### DOCUMENT EXTRACT
With a band of +/- 5%, the exchange rate ceiling and floor are therefore now set at 23,069 VND/USD and 25,497 VND/USD, respectively.

Meanwhile, the buying and selling rates offered by the central bank remained unchanged at 23,400 VND/USD and 25,450 VND/USD, respectively.

Despite the significant increase in the daily reference rate, commercial banks continued to keep their USD/VND quotes at the ceiling level. As a result, all major banks are currently selling USD at 25,497 VND/USD, the highest level in history, even surpassing the rates observed in April and May 2024. This also marks the 13th consecutive session where commercial banks have quoted their rates at or near the ceiling level.

So far this year, the USD/VND exchange rate in the commercial banking sector has increased by approximately 1,100 VND, or 4.4%. Specifically, in October and November alone, the VND has depreciated by more than 3% against the USD.

In the interbank market, the exchange rate closed at 25,385 VND/USD on November 6th, an increase of 39 VND compared to the previous session, bringing the total increase since the beginning of the year to over 4.6%.

In the free market, after a sharp decline in the previous session, the USD rebounded strongly this morning. Currently, foreign exchange trading points are buying and selling USD at around 25,720 VND/USD and 25,820 VND/USD, respectively, a significant increase of 120 VND compared to yesterday’s rates. Overall, the USD has appreciated by about 1,000 VND, or 4%, in the free market since the beginning of the year.

The surge in the USD/VND exchange rate comes as the US Dollar Index (DXY), which measures the strength of the greenback against a basket of major currencies, soared above 105 points, reaching its highest level since early July 2024.

### TASK BRIEF
Reproduce the USD/VND exchange rate report word for word and in full.

### RECORD EXTRACTS
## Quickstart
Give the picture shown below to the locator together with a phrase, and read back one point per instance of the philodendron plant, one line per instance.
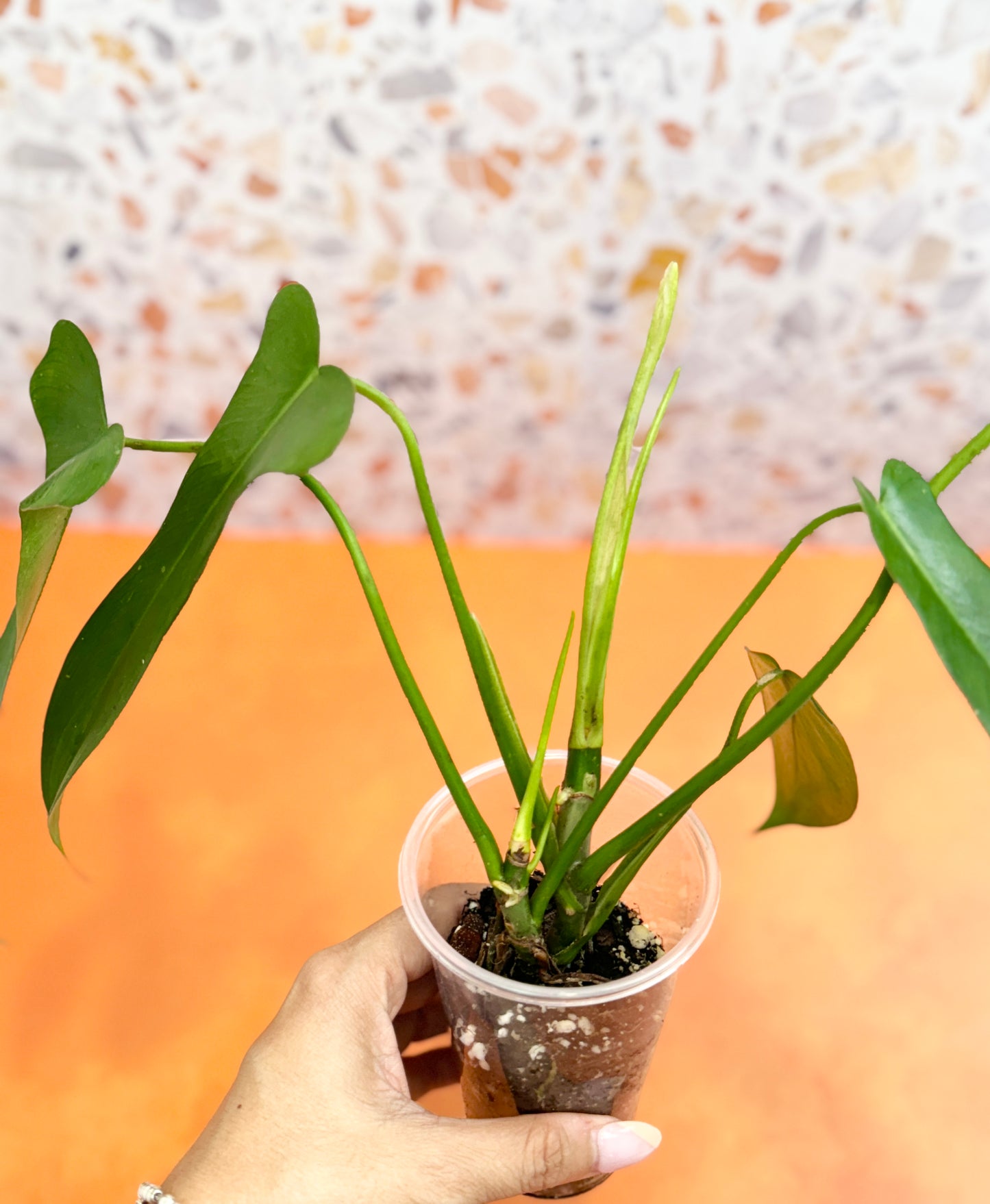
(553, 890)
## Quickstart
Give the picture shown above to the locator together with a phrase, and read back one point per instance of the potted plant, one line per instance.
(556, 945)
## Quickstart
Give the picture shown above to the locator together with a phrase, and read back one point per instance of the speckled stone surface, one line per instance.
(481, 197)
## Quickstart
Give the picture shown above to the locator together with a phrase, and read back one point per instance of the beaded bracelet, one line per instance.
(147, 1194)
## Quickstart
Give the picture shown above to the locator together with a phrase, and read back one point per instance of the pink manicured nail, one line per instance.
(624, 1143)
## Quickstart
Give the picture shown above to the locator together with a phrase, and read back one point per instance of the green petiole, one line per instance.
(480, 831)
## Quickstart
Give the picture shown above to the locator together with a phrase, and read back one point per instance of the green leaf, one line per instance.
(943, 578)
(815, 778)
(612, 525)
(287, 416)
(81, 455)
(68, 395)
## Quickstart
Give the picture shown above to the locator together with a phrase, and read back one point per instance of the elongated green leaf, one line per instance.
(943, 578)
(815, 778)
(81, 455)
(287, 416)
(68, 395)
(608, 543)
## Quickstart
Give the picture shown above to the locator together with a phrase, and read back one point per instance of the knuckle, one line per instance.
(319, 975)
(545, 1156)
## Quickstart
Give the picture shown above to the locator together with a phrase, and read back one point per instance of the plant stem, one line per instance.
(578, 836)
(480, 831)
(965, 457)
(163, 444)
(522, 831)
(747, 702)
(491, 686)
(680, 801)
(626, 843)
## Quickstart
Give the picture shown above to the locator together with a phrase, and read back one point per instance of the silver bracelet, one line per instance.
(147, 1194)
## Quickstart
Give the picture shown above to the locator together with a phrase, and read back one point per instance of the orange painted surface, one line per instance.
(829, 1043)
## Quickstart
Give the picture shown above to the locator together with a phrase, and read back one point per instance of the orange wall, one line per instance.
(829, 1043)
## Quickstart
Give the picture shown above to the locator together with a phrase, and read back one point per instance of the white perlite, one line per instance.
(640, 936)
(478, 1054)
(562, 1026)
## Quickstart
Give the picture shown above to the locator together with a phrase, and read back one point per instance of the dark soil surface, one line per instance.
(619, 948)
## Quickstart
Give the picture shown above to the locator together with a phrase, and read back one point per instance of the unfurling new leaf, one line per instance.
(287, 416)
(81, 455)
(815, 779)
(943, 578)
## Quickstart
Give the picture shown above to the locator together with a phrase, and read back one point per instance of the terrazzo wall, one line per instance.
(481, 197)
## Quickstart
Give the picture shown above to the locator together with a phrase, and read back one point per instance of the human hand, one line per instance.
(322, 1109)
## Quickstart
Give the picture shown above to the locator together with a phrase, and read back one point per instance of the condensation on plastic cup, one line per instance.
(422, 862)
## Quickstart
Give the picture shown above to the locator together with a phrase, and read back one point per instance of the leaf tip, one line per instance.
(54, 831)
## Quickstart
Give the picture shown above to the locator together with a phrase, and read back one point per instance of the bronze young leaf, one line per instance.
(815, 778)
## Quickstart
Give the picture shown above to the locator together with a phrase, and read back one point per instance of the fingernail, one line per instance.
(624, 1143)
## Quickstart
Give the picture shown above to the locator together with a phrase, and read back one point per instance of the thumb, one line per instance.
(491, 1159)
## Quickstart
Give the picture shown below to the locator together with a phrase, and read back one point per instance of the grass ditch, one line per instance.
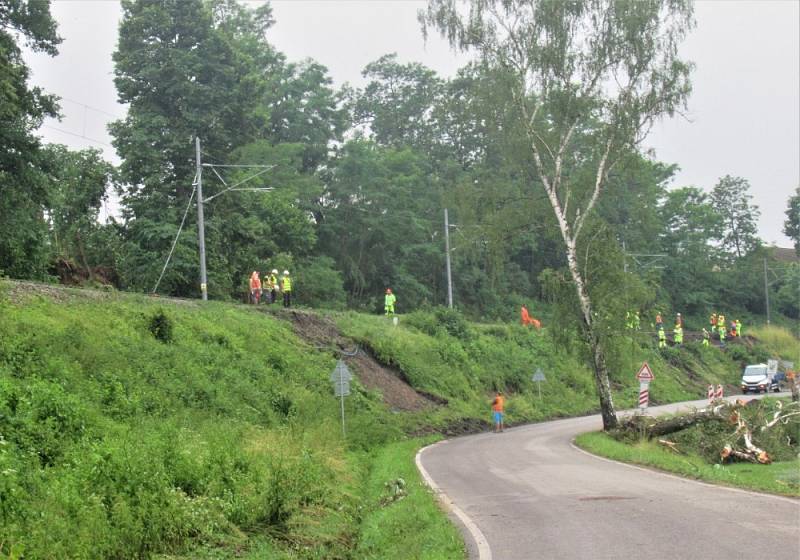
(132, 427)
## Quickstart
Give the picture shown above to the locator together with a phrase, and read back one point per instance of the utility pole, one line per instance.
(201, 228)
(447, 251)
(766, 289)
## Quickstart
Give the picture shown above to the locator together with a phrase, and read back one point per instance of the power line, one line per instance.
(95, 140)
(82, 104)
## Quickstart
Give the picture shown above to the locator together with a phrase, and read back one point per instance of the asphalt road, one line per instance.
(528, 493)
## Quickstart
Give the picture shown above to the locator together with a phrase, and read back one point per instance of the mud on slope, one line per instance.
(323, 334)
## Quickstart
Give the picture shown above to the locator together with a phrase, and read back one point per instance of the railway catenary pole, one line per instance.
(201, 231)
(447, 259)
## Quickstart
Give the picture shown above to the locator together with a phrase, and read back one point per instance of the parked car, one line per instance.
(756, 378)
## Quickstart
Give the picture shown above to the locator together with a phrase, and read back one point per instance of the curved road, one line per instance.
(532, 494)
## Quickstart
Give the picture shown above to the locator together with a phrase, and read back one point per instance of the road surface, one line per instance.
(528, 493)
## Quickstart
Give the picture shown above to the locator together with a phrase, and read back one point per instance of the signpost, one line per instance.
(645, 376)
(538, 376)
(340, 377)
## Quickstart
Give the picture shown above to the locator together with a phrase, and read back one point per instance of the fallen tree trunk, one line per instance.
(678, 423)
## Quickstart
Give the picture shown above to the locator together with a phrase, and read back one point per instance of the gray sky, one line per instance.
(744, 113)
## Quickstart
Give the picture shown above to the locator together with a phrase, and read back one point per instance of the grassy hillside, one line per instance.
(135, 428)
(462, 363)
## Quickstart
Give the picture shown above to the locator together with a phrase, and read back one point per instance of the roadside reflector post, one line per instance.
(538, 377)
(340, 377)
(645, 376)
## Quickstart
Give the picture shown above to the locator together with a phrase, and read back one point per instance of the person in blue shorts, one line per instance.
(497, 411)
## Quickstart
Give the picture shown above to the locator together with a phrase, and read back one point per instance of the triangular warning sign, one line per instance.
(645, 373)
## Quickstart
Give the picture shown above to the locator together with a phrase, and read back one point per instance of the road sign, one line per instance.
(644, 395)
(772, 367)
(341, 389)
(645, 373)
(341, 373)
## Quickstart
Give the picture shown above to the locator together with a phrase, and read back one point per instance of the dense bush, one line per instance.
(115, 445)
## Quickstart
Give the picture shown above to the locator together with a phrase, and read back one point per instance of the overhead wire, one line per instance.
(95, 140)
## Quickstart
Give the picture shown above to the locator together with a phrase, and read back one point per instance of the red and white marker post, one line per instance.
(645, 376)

---

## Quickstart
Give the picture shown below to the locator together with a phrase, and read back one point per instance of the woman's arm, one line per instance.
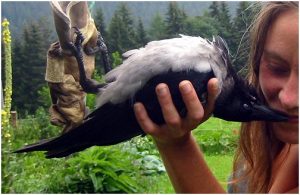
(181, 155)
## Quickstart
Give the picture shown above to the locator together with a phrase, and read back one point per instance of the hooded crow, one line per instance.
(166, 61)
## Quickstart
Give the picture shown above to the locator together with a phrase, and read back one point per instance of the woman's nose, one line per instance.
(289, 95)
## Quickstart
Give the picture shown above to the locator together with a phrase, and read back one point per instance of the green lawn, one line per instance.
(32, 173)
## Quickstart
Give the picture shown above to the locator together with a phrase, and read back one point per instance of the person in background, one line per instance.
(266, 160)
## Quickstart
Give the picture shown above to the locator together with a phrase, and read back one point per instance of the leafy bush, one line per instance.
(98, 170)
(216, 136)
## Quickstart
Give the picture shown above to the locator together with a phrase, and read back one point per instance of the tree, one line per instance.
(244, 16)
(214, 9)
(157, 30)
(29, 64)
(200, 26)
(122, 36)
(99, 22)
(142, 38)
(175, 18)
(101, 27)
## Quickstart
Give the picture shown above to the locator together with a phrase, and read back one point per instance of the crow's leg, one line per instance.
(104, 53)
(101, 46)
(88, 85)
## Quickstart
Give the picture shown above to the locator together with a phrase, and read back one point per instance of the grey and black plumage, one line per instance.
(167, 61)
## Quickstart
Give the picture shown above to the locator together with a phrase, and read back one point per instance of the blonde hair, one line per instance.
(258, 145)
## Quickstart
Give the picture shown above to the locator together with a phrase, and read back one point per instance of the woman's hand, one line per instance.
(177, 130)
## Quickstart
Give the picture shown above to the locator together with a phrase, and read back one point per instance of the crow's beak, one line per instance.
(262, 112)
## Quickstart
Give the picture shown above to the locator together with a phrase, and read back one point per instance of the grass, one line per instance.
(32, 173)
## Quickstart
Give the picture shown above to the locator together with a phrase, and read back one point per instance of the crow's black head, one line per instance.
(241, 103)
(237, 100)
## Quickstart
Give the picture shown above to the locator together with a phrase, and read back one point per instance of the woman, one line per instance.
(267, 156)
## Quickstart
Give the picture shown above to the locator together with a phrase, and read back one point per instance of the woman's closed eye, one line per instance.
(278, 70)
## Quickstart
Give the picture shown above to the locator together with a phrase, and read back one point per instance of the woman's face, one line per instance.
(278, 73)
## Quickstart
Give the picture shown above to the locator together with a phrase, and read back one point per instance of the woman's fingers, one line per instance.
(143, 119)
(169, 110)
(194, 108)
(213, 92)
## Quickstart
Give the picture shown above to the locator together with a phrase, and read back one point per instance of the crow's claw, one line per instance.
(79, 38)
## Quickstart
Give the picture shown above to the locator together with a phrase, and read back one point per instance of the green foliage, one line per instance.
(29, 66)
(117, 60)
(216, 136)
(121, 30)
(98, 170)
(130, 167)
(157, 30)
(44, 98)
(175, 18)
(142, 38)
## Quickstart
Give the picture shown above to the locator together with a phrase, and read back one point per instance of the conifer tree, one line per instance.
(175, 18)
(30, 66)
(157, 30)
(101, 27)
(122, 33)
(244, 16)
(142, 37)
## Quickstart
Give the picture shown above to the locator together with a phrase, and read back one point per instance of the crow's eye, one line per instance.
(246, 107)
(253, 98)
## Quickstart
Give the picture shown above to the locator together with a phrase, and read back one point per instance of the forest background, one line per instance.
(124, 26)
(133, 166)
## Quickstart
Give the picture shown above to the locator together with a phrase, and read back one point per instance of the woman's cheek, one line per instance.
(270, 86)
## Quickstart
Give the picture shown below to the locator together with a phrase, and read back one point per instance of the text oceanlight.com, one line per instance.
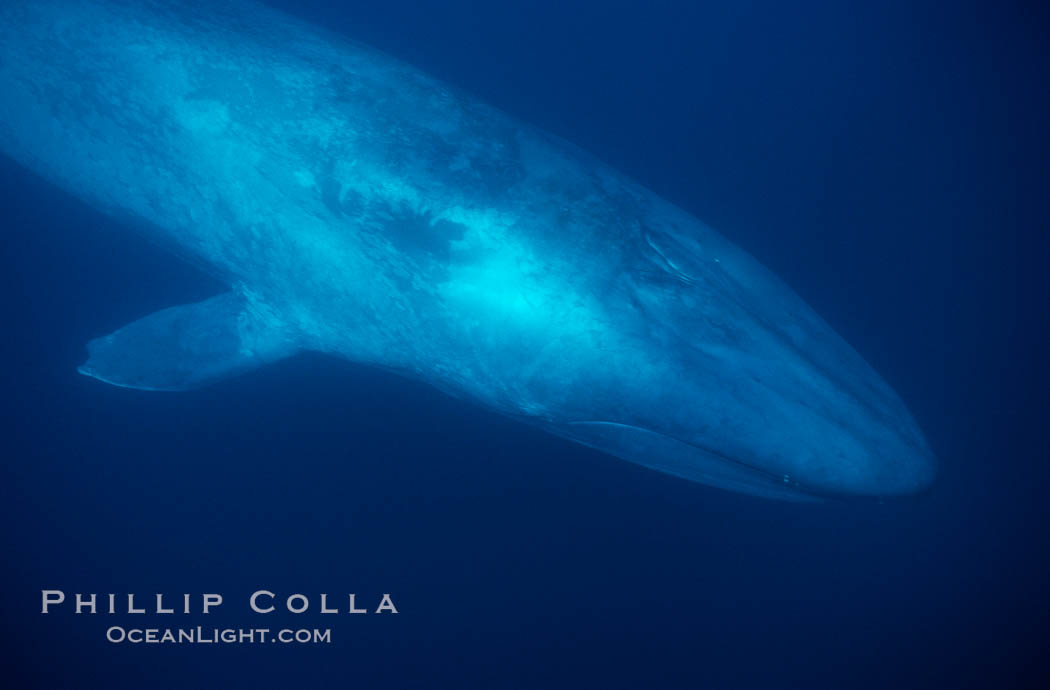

---

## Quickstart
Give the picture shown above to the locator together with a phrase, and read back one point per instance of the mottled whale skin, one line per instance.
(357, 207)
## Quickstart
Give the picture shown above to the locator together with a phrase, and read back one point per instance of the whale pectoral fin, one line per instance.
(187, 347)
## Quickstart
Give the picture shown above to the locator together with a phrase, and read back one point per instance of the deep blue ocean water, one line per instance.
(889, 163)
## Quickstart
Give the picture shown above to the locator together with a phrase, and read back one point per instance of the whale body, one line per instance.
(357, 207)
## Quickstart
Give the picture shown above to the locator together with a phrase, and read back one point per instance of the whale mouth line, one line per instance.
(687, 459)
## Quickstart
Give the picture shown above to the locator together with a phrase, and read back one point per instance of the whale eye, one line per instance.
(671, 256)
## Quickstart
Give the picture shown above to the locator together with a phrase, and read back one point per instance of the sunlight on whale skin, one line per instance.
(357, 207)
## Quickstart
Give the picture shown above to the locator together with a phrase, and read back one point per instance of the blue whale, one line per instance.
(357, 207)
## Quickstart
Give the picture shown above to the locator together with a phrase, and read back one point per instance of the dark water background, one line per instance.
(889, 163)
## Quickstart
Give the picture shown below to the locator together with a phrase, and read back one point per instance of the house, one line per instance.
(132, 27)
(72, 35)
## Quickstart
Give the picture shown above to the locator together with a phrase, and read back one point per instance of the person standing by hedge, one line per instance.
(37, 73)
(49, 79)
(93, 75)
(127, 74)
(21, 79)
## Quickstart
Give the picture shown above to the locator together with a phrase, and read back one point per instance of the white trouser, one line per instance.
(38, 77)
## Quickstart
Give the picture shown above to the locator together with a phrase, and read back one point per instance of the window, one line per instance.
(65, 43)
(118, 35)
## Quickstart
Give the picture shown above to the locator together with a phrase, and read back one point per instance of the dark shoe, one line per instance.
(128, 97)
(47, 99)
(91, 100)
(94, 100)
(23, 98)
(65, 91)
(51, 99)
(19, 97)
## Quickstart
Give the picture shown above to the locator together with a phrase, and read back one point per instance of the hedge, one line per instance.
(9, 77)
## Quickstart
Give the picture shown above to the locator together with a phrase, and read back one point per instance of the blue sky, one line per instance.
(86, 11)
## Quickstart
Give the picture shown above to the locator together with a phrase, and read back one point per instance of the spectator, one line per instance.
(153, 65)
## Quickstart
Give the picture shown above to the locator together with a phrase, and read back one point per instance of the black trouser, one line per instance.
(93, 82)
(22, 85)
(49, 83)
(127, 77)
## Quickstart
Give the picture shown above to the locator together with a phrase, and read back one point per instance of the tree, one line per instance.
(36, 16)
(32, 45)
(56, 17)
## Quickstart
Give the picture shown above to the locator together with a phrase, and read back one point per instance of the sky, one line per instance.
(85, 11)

### WRITTEN REPLY
With a band of +/- 5%, the exchange rate ceiling and floor are therefore now set at 23,069 VND/USD and 25,497 VND/USD, respectively.

Meanwhile, the buying and selling rates offered by the central bank remained unchanged at 23,400 VND/USD and 25,450 VND/USD, respectively.

Despite the significant increase in the daily reference rate, commercial banks continued to keep their USD/VND quotes at the ceiling level. As a result, all major banks are currently selling USD at 25,497 VND/USD, the highest level in history, even surpassing the rates observed in April and May 2024. This also marks the 13th consecutive session where commercial banks have quoted their rates at or near the ceiling level.

So far this year, the USD/VND exchange rate in the commercial banking sector has increased by approximately 1,100 VND, or 4.4%. Specifically, in October and November alone, the VND has depreciated by more than 3% against the USD.

In the interbank market, the exchange rate closed at 25,385 VND/USD on November 6th, an increase of 39 VND compared to the previous session, bringing the total increase since the beginning of the year to over 4.6%.

In the free market, after a sharp decline in the previous session, the USD rebounded strongly this morning. Currently, foreign exchange trading points are buying and selling USD at around 25,720 VND/USD and 25,820 VND/USD, respectively, a significant increase of 120 VND compared to yesterday’s rates. Overall, the USD has appreciated by about 1,000 VND, or 4%, in the free market since the beginning of the year.

The surge in the USD/VND exchange rate comes as the US Dollar Index (DXY), which measures the strength of the greenback against a basket of major currencies, soared above 105 points, reaching its highest level since early July 2024.